▶ _TASK DESCRIPTION_:
Collect every line of the listing below that contains the string "purple", treating uppercase and lowercase letters as distinct.

▶ _PROVIDED RECORDS_:
-------
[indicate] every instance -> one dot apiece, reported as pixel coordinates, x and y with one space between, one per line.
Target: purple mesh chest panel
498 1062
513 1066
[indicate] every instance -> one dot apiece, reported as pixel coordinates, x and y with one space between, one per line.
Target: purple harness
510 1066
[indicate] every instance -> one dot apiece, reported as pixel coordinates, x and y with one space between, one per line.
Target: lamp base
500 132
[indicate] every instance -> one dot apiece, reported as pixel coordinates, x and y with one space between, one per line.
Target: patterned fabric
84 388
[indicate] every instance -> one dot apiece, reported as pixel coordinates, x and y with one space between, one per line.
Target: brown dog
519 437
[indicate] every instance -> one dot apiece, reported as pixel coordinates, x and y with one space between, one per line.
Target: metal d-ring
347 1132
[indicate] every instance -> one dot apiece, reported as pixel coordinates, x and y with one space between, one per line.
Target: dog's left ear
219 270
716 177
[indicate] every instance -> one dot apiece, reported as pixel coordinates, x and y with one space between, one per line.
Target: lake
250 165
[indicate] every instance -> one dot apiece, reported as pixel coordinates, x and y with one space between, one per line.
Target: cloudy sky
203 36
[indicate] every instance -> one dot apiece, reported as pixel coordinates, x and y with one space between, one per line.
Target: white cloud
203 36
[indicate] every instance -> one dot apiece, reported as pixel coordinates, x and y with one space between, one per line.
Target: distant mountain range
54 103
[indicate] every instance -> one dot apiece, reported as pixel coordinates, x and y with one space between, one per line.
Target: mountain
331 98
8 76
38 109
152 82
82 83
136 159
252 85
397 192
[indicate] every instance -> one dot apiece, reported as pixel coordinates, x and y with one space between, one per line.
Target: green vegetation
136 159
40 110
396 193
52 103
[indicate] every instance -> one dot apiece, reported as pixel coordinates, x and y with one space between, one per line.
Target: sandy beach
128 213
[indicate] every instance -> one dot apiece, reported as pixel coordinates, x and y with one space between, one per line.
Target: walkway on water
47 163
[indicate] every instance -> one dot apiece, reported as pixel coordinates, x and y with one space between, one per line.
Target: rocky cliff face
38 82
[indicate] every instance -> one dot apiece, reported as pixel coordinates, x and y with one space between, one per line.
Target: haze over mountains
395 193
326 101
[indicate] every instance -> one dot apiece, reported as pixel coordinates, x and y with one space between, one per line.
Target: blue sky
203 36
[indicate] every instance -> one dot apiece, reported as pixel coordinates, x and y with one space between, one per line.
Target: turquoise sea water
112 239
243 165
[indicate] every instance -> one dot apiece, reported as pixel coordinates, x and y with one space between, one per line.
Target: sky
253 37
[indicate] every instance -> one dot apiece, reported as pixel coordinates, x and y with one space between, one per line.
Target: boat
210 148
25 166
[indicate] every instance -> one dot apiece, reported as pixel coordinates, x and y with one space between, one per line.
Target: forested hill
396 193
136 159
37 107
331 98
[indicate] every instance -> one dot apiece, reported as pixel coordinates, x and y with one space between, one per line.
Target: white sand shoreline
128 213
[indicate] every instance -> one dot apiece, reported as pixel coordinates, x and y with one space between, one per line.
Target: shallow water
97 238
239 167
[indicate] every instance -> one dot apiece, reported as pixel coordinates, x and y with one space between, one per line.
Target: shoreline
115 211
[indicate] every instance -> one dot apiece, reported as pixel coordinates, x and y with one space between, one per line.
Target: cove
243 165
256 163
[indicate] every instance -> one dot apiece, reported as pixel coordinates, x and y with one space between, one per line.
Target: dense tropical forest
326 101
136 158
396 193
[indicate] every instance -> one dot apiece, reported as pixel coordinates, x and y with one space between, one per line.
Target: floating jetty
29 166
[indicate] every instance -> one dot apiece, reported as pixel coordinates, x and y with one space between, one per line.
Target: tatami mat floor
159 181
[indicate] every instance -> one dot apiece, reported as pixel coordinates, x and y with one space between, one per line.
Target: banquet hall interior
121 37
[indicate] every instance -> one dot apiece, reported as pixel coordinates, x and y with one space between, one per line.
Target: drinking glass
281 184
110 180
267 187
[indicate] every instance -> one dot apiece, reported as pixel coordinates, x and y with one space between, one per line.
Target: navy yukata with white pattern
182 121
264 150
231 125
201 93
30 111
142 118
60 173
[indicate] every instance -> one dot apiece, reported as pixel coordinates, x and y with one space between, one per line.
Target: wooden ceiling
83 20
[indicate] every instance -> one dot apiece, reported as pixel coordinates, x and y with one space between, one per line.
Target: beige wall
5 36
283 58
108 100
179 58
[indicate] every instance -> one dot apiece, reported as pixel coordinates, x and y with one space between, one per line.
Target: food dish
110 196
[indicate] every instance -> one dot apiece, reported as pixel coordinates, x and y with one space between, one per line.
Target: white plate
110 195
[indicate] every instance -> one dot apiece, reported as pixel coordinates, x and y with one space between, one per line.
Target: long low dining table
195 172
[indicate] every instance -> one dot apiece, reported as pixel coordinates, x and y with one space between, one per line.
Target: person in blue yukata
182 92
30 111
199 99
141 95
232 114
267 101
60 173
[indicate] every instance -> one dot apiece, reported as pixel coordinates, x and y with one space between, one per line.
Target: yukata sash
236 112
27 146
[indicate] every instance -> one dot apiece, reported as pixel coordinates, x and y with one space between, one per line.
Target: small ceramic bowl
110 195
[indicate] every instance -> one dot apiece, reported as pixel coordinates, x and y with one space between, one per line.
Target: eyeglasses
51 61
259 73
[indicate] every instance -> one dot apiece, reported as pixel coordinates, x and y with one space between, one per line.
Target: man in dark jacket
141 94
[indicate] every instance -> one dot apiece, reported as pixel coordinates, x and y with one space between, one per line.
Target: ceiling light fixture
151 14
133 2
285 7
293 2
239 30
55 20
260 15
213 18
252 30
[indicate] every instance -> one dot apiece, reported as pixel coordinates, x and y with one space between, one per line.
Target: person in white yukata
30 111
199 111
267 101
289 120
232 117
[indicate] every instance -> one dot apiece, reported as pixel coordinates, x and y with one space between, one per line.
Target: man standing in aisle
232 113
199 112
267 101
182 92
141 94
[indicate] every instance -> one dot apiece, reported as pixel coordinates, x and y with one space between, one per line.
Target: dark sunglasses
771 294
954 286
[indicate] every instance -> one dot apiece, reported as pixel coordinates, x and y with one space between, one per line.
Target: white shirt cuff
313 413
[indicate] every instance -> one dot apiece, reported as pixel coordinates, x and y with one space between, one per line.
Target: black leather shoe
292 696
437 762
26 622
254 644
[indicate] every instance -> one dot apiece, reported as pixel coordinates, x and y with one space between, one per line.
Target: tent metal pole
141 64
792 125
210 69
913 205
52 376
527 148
-------
▶ _ANSWER IN FULL_:
Target: purple mesh chest panel
Target: purple harness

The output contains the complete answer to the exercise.